Begin DATA EXCERPTS
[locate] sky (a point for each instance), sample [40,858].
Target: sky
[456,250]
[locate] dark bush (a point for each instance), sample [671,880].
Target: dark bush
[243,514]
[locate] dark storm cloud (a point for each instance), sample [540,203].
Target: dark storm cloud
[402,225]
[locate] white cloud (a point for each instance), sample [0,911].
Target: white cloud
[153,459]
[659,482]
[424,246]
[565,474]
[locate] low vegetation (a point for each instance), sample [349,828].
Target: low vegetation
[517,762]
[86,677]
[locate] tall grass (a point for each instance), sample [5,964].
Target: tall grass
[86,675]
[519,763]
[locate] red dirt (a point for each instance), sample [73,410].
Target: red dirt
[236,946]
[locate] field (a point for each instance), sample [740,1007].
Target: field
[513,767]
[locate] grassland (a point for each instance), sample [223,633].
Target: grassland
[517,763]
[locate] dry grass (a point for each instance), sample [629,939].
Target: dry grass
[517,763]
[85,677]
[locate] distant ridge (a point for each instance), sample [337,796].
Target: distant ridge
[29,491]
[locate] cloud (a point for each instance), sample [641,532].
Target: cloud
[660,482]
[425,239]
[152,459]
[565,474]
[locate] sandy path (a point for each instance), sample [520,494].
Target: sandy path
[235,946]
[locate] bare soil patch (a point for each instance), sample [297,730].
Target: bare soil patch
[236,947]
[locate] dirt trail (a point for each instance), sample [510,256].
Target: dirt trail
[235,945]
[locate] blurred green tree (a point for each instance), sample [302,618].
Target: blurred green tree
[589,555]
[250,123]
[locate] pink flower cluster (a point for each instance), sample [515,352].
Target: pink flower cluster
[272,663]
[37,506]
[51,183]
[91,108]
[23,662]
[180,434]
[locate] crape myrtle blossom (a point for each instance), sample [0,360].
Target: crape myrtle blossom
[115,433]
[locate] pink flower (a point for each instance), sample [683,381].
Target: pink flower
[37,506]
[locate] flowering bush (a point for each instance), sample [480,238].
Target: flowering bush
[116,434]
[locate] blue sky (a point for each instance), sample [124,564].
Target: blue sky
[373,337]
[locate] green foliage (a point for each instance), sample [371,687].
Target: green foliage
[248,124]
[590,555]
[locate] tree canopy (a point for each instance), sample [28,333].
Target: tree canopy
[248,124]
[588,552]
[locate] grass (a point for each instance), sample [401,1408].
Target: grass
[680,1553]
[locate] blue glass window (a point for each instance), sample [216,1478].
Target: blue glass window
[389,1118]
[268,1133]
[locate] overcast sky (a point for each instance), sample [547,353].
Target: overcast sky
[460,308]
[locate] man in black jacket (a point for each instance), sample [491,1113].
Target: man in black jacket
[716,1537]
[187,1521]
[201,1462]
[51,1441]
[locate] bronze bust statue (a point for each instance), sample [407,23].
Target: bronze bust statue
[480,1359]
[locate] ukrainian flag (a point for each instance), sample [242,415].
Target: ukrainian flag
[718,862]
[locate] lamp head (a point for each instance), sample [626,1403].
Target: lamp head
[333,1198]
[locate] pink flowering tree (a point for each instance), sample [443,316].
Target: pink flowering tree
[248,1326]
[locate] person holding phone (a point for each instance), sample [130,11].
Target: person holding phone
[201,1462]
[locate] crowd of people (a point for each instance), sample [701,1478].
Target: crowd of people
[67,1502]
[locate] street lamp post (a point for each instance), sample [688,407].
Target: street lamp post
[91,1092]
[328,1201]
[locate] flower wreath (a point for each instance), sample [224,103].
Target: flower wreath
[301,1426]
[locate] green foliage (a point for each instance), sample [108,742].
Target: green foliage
End DATA EXCERPTS
__INSTRUCTIONS FOR THE TASK__.
Turn every one of the records above into a numbered list, one line per item, and leave out any blank lines.

__EXERCISE OUTPUT__.
1. [locate] sky (a point for each instance), sample [40,858].
2. Target: sky
3. [456,250]
4. [locate] dark bush (a point for each instance), sample [671,880].
5. Target: dark bush
6. [243,514]
7. [locate] dark storm cloud (a point for each instance), sample [540,203].
8. Target: dark storm cloud
9. [402,225]
10. [locate] white cloud (a point for each instance), sample [0,911].
11. Target: white cloud
12. [153,459]
13. [659,482]
14. [424,246]
15. [565,474]
16. [locate] low vegetation (a point for each instance), sample [349,828].
17. Target: low vegetation
18. [517,762]
19. [86,677]
20. [locate] tall grass (a point for each instance), sample [5,964].
21. Target: tall grass
22. [86,675]
23. [519,763]
24. [locate] red dirt (a point for each instance), sample [73,410].
25. Target: red dirt
26. [236,946]
27. [locate] field (a point for each instance), sample [740,1007].
28. Target: field
29. [513,767]
30. [locate] grassland (a point for each instance), sample [223,633].
31. Target: grassland
32. [517,763]
33. [locate] dry grass (a point for each instance), sample [629,939].
34. Target: dry grass
35. [517,763]
36. [85,677]
37. [locate] distant ridge (a point for each instance), sample [337,796].
38. Target: distant ridge
39. [29,491]
40. [locate] cloud (a point for each instance), sample [641,532].
41. Target: cloud
42. [660,482]
43. [425,239]
44. [152,459]
45. [565,474]
46. [locate] sandy path (a point for each instance), sample [520,494].
47. Target: sandy path
48. [235,946]
49. [locate] bare soil patch (a point for each instance), sample [297,730].
50. Target: bare soil patch
51. [236,947]
52. [locate] dirt trail (a point for each instance), sample [510,256].
53. Target: dirt trail
54. [235,945]
55. [locate] blurred green tree (a point for each instance), sample [302,618].
56. Target: blurred green tree
57. [589,555]
58. [250,123]
59. [locate] pink flower cluster (a point for each instance), sample [515,352].
60. Target: pink flower cluster
61. [272,663]
62. [37,506]
63. [51,183]
64. [91,108]
65. [23,662]
66. [180,434]
67. [locate] crape myrtle blossom (a point for each instance), sample [0,360].
68. Target: crape myrtle blossom
69. [115,433]
70. [locate] pink flower (a point for each instance), sample [683,381].
71. Target: pink flower
72. [37,506]
73. [locate] flowering bush (a point for each instance), sample [480,238].
74. Target: flowering bush
75. [116,434]
76. [locate] blue sky (a point for each instance), sample [124,564].
77. Target: blue sky
78. [373,337]
79. [locate] green foliage (a point for each instance), sample [371,687].
80. Target: green foliage
81. [248,124]
82. [590,555]
83. [locate] tree canopy (a point for each instance), sample [28,333].
84. Target: tree canopy
85. [248,124]
86. [588,552]
87. [locate] grass (a point for each instance), sample [401,1408].
88. Target: grass
89. [680,1553]
90. [locate] blue glass window (a point for each instance), sample [216,1478].
91. Target: blue glass window
92. [389,1118]
93. [268,1133]
94. [locate] overcast sky (a point for each instance), sample [547,353].
95. Target: overcast sky
96. [460,308]
97. [locate] man in black jacket (a point for each instance), sample [491,1113].
98. Target: man in black jacket
99. [716,1537]
100. [187,1521]
101. [201,1462]
102. [51,1441]
103. [locate] bronze bust statue (a point for each instance), sample [407,23].
104. Target: bronze bust statue
105. [480,1359]
106. [locate] ukrainian flag (a point for each instance), sample [242,415].
107. Target: ukrainian flag
108. [718,862]
109. [locate] lamp head (a point for each instance), sample [626,1403].
110. Target: lamp head
111. [333,1198]
112. [locate] pink flowering tree (a point for each instance), sample [443,316].
113. Target: pink flowering tree
114. [248,1326]
115. [locate] person holding phone (a point for each instance), sample [130,11].
116. Target: person holding phone
117. [201,1462]
118. [locate] crowd of people (a point for each instance), sample [701,1478].
119. Target: crowd of people
120. [67,1502]
121. [locate] street lamp post (a point for each instance), sample [688,407].
122. Target: street lamp post
123. [91,1092]
124. [328,1201]
125. [locate] flower wreath (a point for each instance), sample [224,103].
126. Target: flower wreath
127. [301,1426]
128. [locate] green foliage (a point for each instance), sample [108,742].
129. Target: green foliage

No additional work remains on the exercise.